- **DESCRIPTION OF THE TASK**:
Print each of the entries exactly, leaving nothing out.

- **RECORDS FOR THE EXERCISE**:

===============

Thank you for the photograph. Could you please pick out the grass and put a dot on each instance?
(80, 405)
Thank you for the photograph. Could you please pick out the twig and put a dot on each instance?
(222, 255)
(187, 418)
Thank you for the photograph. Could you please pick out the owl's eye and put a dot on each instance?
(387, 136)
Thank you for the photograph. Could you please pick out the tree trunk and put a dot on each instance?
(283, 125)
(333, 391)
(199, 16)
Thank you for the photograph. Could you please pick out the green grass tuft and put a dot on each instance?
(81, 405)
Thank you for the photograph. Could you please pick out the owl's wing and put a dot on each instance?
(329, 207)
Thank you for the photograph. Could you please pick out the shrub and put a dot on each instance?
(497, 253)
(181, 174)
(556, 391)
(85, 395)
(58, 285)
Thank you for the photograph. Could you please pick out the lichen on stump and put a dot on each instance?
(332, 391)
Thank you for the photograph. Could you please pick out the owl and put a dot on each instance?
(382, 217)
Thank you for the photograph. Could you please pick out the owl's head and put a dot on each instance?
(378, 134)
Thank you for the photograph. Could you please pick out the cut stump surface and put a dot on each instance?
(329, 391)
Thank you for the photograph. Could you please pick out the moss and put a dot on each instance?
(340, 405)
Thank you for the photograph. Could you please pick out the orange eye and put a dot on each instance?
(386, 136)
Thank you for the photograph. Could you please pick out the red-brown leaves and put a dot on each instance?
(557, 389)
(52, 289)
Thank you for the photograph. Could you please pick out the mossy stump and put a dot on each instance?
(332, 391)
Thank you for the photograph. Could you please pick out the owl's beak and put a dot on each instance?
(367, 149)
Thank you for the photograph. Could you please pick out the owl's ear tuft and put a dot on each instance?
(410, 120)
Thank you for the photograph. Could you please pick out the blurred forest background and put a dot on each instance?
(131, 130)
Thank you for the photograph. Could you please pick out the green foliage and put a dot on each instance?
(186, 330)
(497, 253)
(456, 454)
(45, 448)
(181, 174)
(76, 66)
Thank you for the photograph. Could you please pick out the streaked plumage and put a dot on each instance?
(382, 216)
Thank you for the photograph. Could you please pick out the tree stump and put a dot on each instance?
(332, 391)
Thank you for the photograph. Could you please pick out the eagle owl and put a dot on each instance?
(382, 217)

===============

- **TASK ANSWER**:
Thank you for the photograph. Could you please pick out the grass and put a dot on each instance?
(80, 405)
Thank you for the photograph. Could you please pick out the twig and put a dot on each instance?
(222, 255)
(187, 418)
Thank you for the photograph. Could you please pick out the owl's eye and put a dot on each instance?
(387, 136)
Thank you for the photograph. Could you please pick out the tree trunk and put a dot on each instance?
(283, 125)
(333, 391)
(199, 16)
Thank you for the photograph. Could you please pick out the green grass tuft and put a dot on each instance?
(81, 405)
Thank you for the photograph. Could you please pick out the owl's wing and put a dot on each instance?
(329, 207)
Thank you for the photograph. Could you please pick out the shrub and put a dot on each instance?
(497, 253)
(181, 174)
(556, 391)
(85, 395)
(58, 285)
Thank you for the photograph. Could you please pick out the lichen on stump and put a dot on each instance?
(332, 391)
Thank you for the photograph. Could you please pick out the owl and put a dot on each instance?
(382, 217)
Thank you for the photograph. Could you please pick out the owl's head and put a dot on each instance?
(378, 134)
Thank you for the photograph. Could you please pick out the cut stump surface and put a dot on each instance?
(329, 391)
Thank you for the photograph. Could you please pick out the moss and put a dot on each instance?
(340, 405)
Thank you for the photograph. Could you please pick out the orange eye and put a dot on each instance?
(386, 136)
Thank you for the photograph. Could you please pick out the red-brown leaves and put a dot on each instance?
(557, 389)
(52, 289)
Thank you for the photograph. Could you please pick out the mossy stump and put a dot on each instance?
(332, 391)
Thank you for the photograph. Could you please pick out the owl's beak and put a dot on each instance?
(367, 149)
Thank you for the photograph. Could you please pick out the owl's ear tuft and put a dot on each instance?
(410, 120)
Thank you for the photograph. Could you please pick out the blurred forest background and put a dot on each instance?
(131, 130)
Thank you for the photograph. Could you please pick out the green foliage and put a dot on each instance?
(186, 330)
(497, 253)
(456, 454)
(45, 448)
(181, 174)
(76, 66)
Thank you for the photograph. Could you please pick out the streaked plumage and put a dot on each instance?
(382, 216)
Thank you for the photograph. Could you please pick out the tree stump and put a dot on each instance?
(332, 391)
Thank you for the photograph. Could you please pick out the eagle owl and put a dot on each instance?
(382, 217)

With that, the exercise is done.